STATED EXERCISE – Locate each line in the material below that contains the string "seam", and copy those lines. Treat the match as case-sensitive.

[Records drawn from a data source]
* start *

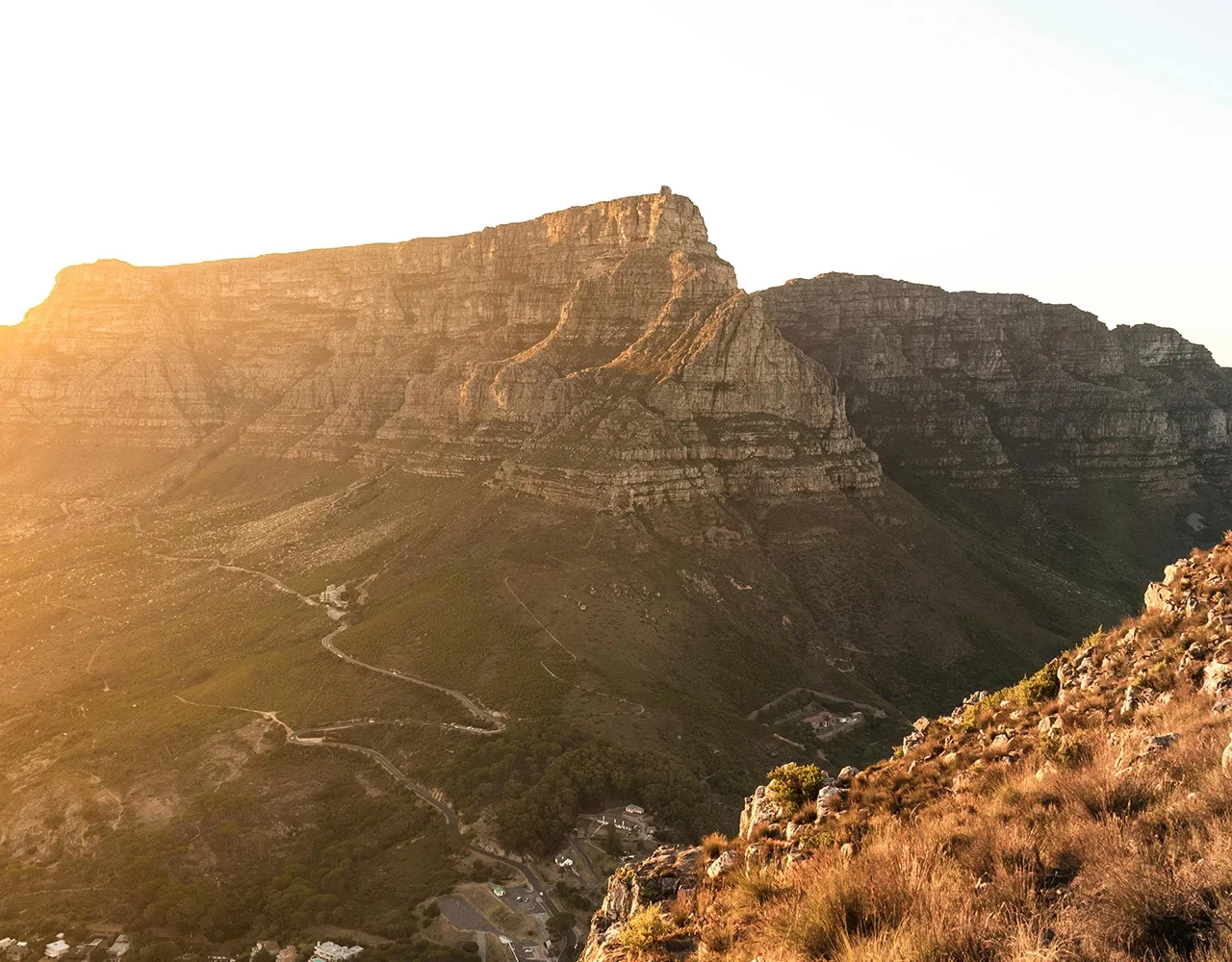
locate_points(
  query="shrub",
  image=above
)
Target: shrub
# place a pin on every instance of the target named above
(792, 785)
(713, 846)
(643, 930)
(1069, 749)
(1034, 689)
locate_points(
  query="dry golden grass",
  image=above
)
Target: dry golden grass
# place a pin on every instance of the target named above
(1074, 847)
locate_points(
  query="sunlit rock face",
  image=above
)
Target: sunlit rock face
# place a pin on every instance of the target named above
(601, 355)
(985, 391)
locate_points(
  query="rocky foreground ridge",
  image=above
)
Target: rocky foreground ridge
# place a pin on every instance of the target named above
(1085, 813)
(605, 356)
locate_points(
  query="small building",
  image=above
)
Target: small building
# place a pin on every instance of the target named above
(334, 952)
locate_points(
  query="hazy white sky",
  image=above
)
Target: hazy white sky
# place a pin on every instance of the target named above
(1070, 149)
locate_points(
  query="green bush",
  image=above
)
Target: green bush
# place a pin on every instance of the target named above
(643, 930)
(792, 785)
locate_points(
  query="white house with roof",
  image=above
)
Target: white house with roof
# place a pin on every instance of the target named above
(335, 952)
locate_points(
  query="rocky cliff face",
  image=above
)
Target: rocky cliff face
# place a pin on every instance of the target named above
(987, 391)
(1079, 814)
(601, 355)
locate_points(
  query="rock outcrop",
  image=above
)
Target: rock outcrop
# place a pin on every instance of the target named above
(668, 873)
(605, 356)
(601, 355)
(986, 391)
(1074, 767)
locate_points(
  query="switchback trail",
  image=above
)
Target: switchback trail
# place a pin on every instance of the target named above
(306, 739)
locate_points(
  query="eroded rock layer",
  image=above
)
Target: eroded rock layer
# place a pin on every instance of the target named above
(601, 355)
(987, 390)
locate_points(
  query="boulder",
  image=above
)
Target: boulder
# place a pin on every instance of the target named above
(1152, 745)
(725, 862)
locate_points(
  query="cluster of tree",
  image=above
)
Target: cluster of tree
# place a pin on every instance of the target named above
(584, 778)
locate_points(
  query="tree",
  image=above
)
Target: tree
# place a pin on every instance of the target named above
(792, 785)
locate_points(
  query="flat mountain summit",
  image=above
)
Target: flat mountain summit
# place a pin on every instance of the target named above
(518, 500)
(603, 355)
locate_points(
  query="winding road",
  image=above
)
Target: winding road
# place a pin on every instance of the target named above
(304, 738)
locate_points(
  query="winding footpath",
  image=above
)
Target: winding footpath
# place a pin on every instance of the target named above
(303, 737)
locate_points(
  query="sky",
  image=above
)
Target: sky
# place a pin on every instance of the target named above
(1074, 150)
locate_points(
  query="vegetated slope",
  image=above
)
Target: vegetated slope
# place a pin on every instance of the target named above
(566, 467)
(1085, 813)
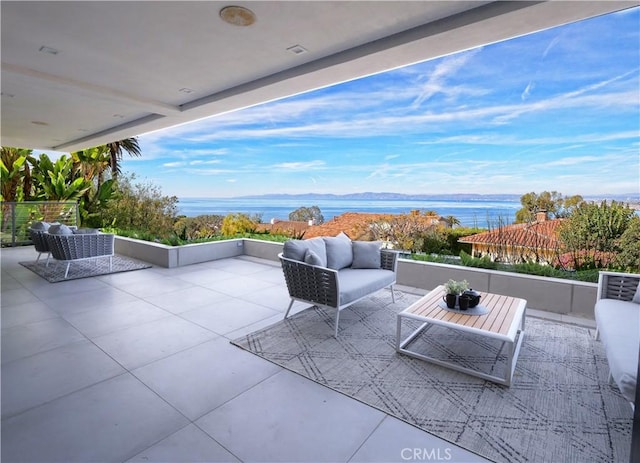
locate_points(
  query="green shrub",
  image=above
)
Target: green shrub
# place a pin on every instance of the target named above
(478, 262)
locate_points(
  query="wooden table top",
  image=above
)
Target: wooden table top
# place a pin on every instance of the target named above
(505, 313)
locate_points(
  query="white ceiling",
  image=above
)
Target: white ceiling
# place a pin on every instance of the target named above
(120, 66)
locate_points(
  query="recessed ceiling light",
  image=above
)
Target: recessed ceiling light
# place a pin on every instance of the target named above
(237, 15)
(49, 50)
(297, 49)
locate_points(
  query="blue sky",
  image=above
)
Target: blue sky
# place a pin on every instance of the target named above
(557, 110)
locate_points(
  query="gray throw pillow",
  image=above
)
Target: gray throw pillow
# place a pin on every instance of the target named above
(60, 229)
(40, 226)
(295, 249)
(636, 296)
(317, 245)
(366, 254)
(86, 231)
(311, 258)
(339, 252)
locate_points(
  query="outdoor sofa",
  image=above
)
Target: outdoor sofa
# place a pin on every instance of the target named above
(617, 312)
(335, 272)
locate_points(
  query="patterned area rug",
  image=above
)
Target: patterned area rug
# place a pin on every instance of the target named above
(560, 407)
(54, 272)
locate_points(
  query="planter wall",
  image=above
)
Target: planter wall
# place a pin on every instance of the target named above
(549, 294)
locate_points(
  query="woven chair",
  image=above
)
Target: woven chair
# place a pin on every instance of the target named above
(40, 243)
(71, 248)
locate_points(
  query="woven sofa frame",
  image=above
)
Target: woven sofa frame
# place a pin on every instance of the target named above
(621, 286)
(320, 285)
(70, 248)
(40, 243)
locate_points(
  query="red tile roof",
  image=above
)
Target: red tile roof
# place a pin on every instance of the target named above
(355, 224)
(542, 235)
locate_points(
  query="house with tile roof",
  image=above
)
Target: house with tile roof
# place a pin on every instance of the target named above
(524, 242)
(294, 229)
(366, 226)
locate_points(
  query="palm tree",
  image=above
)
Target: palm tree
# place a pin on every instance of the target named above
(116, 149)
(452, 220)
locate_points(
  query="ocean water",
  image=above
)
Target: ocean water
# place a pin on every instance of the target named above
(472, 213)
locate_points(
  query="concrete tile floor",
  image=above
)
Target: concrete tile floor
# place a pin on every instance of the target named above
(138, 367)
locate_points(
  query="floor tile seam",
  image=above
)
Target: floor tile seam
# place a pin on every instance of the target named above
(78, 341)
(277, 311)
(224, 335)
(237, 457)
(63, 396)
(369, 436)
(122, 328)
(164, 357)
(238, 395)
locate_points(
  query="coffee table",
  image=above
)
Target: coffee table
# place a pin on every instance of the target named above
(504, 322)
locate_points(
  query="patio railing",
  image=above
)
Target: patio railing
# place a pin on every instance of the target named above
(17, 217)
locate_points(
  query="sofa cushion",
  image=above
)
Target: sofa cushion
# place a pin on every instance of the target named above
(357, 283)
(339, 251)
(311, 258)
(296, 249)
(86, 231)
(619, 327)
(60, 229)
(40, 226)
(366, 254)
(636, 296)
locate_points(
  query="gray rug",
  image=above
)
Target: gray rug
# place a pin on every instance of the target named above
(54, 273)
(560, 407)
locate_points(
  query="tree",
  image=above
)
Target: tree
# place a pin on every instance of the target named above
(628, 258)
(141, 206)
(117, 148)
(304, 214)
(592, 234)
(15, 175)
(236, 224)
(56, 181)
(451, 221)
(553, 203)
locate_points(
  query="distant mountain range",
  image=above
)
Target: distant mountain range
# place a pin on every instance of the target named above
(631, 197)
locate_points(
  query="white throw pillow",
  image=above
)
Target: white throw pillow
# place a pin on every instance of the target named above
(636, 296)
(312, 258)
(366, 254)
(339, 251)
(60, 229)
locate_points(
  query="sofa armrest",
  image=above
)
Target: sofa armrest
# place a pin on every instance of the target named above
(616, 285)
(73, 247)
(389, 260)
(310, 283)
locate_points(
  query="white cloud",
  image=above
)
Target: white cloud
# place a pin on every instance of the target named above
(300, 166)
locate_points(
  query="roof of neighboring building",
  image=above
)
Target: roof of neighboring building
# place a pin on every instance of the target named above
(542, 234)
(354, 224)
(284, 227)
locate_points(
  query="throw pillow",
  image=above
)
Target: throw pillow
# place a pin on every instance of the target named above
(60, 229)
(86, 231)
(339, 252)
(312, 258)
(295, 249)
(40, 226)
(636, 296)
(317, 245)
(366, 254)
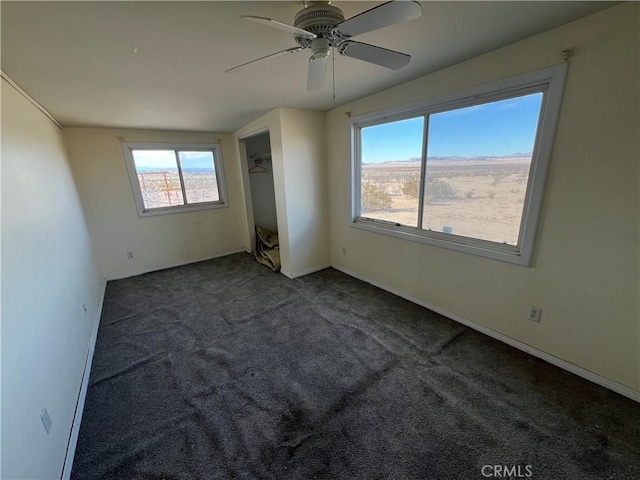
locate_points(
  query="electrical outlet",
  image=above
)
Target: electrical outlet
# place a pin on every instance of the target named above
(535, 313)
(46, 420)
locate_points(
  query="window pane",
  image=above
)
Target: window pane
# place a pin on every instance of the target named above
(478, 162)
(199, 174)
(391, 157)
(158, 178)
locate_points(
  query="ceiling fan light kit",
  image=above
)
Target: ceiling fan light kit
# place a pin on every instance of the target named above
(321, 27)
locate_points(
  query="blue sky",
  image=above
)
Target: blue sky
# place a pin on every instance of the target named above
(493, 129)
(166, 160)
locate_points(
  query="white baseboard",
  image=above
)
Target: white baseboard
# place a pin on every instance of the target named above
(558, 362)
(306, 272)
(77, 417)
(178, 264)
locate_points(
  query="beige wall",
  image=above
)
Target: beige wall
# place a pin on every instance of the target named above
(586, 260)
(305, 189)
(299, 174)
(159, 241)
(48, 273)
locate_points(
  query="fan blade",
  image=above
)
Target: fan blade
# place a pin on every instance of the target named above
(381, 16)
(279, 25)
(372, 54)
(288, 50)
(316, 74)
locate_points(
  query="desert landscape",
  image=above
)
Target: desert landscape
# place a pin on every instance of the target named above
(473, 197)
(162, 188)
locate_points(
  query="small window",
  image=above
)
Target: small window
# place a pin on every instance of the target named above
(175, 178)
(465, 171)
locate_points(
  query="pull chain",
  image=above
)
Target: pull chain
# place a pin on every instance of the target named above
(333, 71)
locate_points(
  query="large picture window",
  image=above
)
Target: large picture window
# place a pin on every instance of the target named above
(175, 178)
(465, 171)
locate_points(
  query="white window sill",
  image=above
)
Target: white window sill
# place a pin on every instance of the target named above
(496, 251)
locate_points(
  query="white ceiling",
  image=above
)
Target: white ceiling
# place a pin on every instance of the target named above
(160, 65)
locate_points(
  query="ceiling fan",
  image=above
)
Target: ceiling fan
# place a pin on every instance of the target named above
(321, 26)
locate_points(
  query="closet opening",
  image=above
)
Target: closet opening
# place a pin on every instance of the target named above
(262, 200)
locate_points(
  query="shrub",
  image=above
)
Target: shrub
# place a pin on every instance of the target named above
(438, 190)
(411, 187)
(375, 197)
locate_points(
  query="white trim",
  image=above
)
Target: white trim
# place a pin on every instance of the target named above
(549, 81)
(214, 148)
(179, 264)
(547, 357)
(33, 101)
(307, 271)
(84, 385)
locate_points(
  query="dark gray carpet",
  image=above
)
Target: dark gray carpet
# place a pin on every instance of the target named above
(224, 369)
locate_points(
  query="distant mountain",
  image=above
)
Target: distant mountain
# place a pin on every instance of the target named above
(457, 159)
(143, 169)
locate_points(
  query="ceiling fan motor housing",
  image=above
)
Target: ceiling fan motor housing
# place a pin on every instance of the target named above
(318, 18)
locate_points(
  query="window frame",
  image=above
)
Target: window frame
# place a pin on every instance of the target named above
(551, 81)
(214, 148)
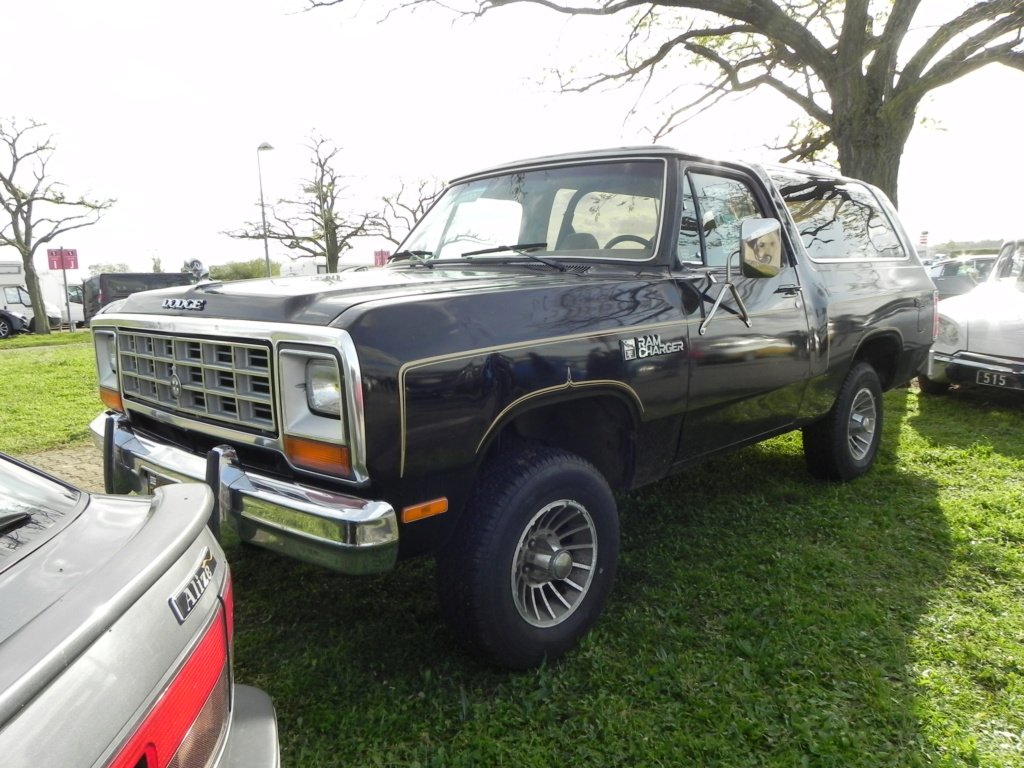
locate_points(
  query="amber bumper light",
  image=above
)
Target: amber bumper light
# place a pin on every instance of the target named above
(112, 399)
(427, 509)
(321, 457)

* end *

IN RESPONSE –
  query="floor tile seam",
Target: floor tile seam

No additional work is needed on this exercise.